## Work required
Return all the data below as it stands, minus the pictures.

## Provided records

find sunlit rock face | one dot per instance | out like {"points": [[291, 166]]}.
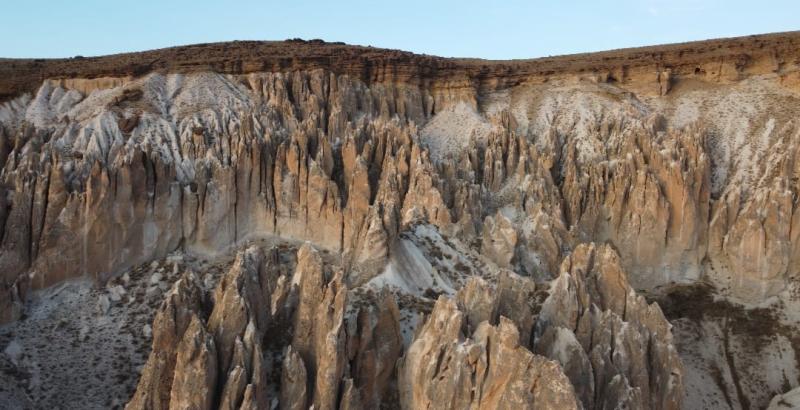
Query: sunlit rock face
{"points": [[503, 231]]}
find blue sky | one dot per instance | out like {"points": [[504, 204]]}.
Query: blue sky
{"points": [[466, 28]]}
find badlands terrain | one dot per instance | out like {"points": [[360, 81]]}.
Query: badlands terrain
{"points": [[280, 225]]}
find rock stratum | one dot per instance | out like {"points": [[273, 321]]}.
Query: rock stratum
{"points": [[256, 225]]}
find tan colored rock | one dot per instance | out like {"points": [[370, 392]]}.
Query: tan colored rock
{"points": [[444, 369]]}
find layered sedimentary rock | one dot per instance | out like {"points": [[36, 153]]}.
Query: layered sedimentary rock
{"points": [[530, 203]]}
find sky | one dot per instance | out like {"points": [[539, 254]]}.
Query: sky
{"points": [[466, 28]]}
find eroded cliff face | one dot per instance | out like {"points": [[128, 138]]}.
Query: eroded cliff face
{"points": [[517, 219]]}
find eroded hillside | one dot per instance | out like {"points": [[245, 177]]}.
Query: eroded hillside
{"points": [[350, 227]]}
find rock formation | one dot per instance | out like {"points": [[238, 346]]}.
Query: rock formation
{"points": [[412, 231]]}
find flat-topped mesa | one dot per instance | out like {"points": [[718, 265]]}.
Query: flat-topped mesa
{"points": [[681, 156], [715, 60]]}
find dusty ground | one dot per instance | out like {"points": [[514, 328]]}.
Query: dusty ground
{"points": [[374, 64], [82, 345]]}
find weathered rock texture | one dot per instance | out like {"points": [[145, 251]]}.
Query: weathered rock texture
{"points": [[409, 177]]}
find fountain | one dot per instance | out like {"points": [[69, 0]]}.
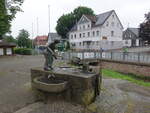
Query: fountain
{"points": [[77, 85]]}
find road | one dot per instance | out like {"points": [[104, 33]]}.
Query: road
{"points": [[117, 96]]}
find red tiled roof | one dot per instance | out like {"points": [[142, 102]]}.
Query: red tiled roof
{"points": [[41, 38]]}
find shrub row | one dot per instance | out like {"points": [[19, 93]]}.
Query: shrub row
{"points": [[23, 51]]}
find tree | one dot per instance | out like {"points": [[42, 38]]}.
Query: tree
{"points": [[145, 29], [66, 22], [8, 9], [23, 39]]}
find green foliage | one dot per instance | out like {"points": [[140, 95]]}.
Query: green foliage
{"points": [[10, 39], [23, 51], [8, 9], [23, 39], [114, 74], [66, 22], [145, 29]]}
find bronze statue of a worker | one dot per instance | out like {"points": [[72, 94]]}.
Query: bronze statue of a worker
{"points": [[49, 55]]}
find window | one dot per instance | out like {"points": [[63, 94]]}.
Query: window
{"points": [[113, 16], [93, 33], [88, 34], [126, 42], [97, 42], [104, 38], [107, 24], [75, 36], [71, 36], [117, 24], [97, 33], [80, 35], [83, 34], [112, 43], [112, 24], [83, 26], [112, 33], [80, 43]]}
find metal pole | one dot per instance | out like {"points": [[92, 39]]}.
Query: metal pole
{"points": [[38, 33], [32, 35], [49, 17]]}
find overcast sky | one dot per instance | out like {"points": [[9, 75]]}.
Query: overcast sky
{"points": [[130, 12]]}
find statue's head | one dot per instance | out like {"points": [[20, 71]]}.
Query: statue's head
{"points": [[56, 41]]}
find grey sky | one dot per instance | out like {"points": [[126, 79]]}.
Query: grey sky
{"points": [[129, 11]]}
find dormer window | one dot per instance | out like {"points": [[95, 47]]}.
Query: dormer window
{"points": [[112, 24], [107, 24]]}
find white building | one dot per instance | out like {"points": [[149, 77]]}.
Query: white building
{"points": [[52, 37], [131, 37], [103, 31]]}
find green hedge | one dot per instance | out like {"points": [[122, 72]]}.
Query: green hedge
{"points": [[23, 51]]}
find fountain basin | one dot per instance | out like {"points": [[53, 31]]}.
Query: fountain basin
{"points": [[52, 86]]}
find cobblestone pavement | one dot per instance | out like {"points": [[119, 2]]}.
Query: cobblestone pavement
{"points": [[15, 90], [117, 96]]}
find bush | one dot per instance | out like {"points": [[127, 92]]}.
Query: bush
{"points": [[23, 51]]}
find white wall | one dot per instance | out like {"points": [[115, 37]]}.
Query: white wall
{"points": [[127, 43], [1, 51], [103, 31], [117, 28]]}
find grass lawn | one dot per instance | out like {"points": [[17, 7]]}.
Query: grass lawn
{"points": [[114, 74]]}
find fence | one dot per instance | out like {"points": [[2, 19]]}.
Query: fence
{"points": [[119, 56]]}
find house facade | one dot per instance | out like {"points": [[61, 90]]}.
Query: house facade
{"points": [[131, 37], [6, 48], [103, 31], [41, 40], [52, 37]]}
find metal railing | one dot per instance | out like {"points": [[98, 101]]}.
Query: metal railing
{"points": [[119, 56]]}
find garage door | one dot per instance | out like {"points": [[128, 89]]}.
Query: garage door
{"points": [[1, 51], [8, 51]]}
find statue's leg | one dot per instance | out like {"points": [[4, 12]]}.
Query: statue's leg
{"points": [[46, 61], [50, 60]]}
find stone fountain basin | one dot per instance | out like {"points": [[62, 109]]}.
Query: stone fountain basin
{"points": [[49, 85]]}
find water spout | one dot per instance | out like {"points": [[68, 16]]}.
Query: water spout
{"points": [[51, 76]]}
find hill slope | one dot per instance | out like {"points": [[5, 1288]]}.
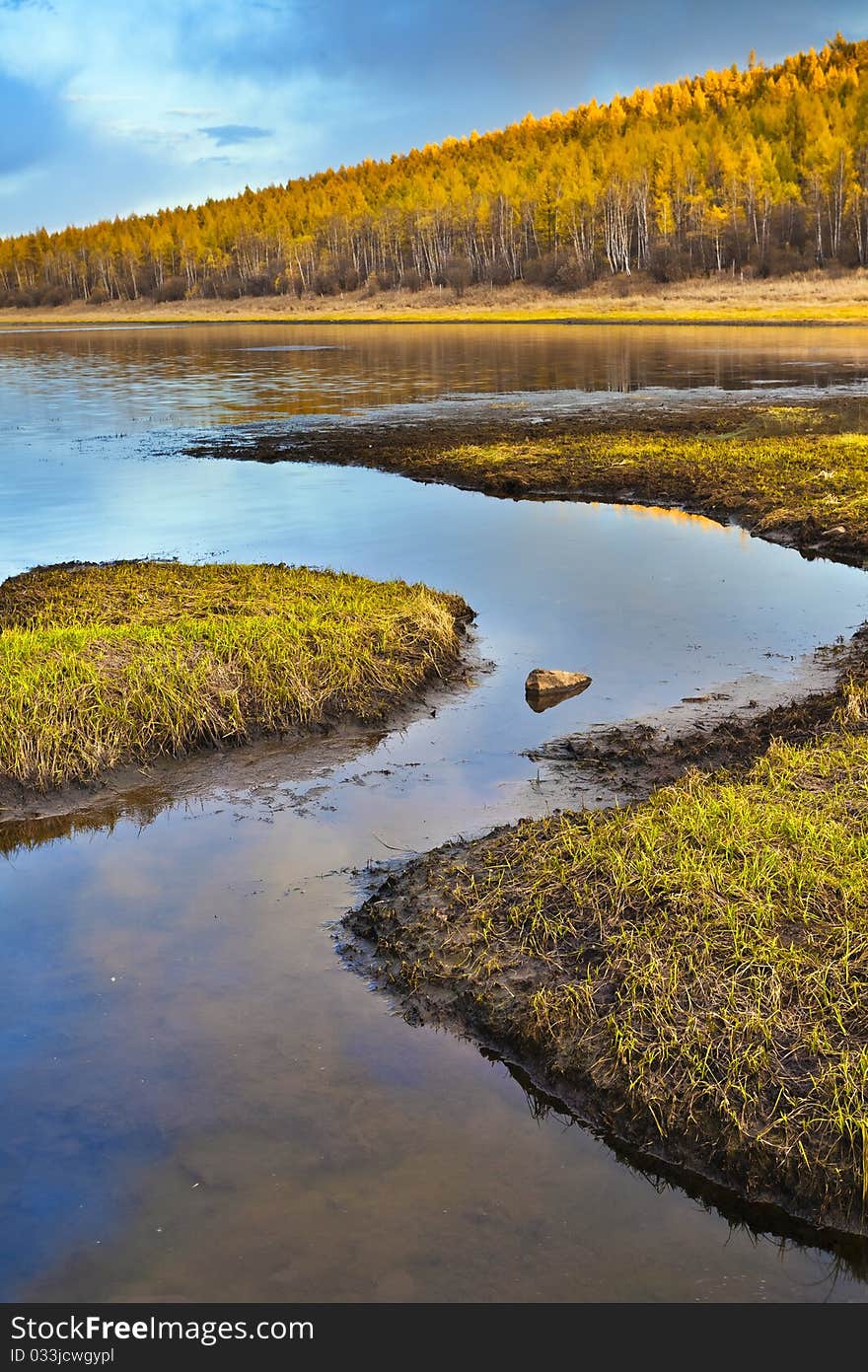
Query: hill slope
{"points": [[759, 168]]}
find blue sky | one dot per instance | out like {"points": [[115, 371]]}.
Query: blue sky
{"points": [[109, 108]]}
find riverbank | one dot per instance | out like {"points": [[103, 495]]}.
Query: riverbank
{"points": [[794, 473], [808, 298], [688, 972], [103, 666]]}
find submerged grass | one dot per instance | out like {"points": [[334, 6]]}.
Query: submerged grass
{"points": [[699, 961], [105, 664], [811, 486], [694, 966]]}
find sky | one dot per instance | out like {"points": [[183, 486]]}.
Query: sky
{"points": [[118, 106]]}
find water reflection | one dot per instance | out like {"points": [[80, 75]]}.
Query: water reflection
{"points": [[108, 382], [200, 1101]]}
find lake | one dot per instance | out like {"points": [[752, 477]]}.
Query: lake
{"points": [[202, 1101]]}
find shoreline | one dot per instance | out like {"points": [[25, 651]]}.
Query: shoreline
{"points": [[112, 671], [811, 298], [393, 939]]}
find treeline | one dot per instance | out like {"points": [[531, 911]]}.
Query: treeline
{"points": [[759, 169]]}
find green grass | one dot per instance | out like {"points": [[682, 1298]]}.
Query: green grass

## Output of the task
find sunlit rock face | one dot per instance | out like {"points": [[291, 166]]}.
Query: sunlit rock face
{"points": [[503, 231]]}
find blue sky | one dot per instance | out like {"points": [[504, 204]]}.
Query: blue sky
{"points": [[466, 28]]}
find badlands terrain | one dot per instance | out like {"points": [[360, 81]]}.
Query: badlands terrain
{"points": [[280, 225]]}
find rock stratum | one dot per instance | out like {"points": [[273, 321]]}.
Query: rock stratum
{"points": [[256, 225]]}
find tan colored rock | one dot per instance | out like {"points": [[370, 392]]}.
Query: tan colored rock
{"points": [[444, 369]]}
find layered sedimentary rock | one dot per instance | out like {"points": [[36, 153]]}.
Query: layered sedimentary rock
{"points": [[530, 203]]}
find sky | one dot per instance | out like {"points": [[539, 254]]}.
Query: sky
{"points": [[466, 28]]}
find eroded cliff face | one dot per instance | out like {"points": [[128, 138]]}.
Query: eroded cliff face
{"points": [[517, 219]]}
find eroded hillside | one dot per instance | out like {"points": [[245, 177]]}.
Query: eroded hillside
{"points": [[350, 227]]}
find rock formation | one dot per instance | out like {"points": [[238, 346]]}.
Query: rock formation
{"points": [[412, 231]]}
find flat-topped mesa | one dot per instance | out like {"points": [[718, 265]]}.
Query: flat-topped mesa
{"points": [[681, 156], [715, 60]]}
find dusty ground | one dot per instance | out like {"points": [[514, 328]]}.
Query: dusty ground
{"points": [[374, 64], [82, 345]]}
find weathered rock texture | one dot per instance | out like {"points": [[145, 251]]}.
Query: weathered rock texture
{"points": [[409, 177]]}
find fountain | one dot per instance | out like {"points": [[69, 0]]}.
Query: fountain
{"points": [[77, 85]]}
find road | one dot per instance | out like {"points": [[104, 33]]}.
Query: road
{"points": [[117, 96]]}
find red tiled roof | one dot per instance | out like {"points": [[142, 102]]}.
Query: red tiled roof
{"points": [[41, 38]]}
find shrub row | one dot per instance | out like {"points": [[19, 93]]}.
Query: shrub row
{"points": [[23, 51]]}
find tree | one dot per instance | out like {"points": [[42, 38]]}.
Query: tree
{"points": [[145, 29], [66, 22], [8, 9], [23, 39]]}
find green foliage | one dot per instance | out like {"points": [[140, 95]]}.
Query: green foliage
{"points": [[10, 39], [23, 51], [8, 9], [23, 39], [114, 74], [66, 22], [145, 29]]}
find bronze statue of a worker | one dot per instance | out like {"points": [[72, 94]]}.
Query: bronze statue of a worker
{"points": [[49, 55]]}
find window | one dot per instance | out like {"points": [[63, 94]]}.
Query: window
{"points": [[113, 16], [93, 33], [88, 34], [126, 42], [97, 42], [104, 38], [107, 24], [75, 36], [71, 36], [117, 24], [97, 33], [80, 35], [83, 34], [112, 43], [112, 24], [83, 26], [112, 33], [80, 43]]}
find metal pole | one dot per instance | out like {"points": [[92, 39]]}.
Query: metal pole
{"points": [[38, 33], [32, 35], [49, 17]]}
find overcast sky | one dot per instance | out like {"points": [[9, 75]]}.
Query: overcast sky
{"points": [[130, 12]]}
find statue's head | one dot per instance | out like {"points": [[20, 71]]}.
Query: statue's head
{"points": [[56, 41]]}
find grey sky | one dot per instance | out like {"points": [[126, 79]]}.
Query: grey sky
{"points": [[129, 11]]}
find dormer window | one dot per instance | out like {"points": [[95, 47]]}.
Query: dormer window
{"points": [[112, 24], [107, 24]]}
find white building | one dot per instance | out like {"points": [[149, 77]]}.
Query: white building
{"points": [[52, 37], [131, 37], [103, 31]]}
find green hedge | one dot per instance | out like {"points": [[122, 72]]}.
Query: green hedge
{"points": [[23, 51]]}
find fountain basin | one dot per instance | out like {"points": [[53, 31]]}.
Query: fountain basin
{"points": [[52, 86]]}
find cobblestone pavement | one dot per instance | out like {"points": [[119, 2]]}.
Query: cobblestone pavement
{"points": [[15, 90], [117, 96]]}
find bush | one dot per instance | out like {"points": [[127, 92]]}.
Query: bush
{"points": [[23, 51]]}
find white wall | one dot per instance | out like {"points": [[115, 37]]}.
Query: white wall
{"points": [[127, 43], [1, 51], [103, 31], [117, 28]]}
find grass lawn | one dot per instance | out like {"points": [[17, 7]]}.
Query: grass lawn
{"points": [[114, 74]]}
find fence | one dot per instance | out like {"points": [[2, 19]]}.
Query: fence
{"points": [[119, 56]]}
find house facade | one dot per instance | out like {"points": [[61, 90]]}.
Query: house facade
{"points": [[131, 37], [6, 48], [103, 31], [41, 40], [52, 37]]}
find metal railing | one dot per instance | out like {"points": [[98, 101]]}.
Query: metal railing
{"points": [[119, 56]]}
find garage door | one dot per instance | out like {"points": [[128, 89]]}.
Query: garage door
{"points": [[1, 51], [8, 51]]}
find statue's leg | one dot per instance | out like {"points": [[4, 12]]}.
Query: statue's leg
{"points": [[46, 61], [50, 60]]}
find stone fountain basin | one dot per instance | out like {"points": [[62, 109]]}.
Query: stone fountain basin
{"points": [[49, 85]]}
find water spout | one dot per instance | out like {"points": [[68, 16]]}.
Query: water spout
{"points": [[51, 76]]}
find hill slope | one dot per instance | out like {"points": [[5, 1288]]}.
Query: hill slope
{"points": [[759, 168]]}
find blue sky | one dot per instance | out like {"points": [[115, 371]]}.
Query: blue sky
{"points": [[109, 108]]}
find riverbank | one dot per instance | out like {"points": [[103, 495]]}.
Query: riverbank
{"points": [[794, 473], [808, 298], [688, 972], [103, 666]]}
find submerged grass | one dot per instance | out like {"points": [[334, 6]]}.
Query: submerged grass
{"points": [[699, 961], [105, 664], [811, 486], [694, 966]]}
find sky | one dot per instance | out like {"points": [[183, 486]]}.
Query: sky
{"points": [[118, 106]]}
find water reflection | one dot per instance | out like {"points": [[80, 75]]}.
Query: water reflection
{"points": [[108, 382], [200, 1101]]}
find lake | one dot per instance | out like {"points": [[752, 477]]}.
Query: lake
{"points": [[202, 1101]]}
find shoreline | one dot per instance | out like {"points": [[25, 651]]}.
Query: shoreline
{"points": [[112, 671], [811, 298], [393, 939]]}
find treeline | one dot per instance | out like {"points": [[531, 911]]}.
Query: treeline
{"points": [[759, 169]]}
find green grass | one dot per instance | out like {"points": [[682, 1298]]}.
Query: green grass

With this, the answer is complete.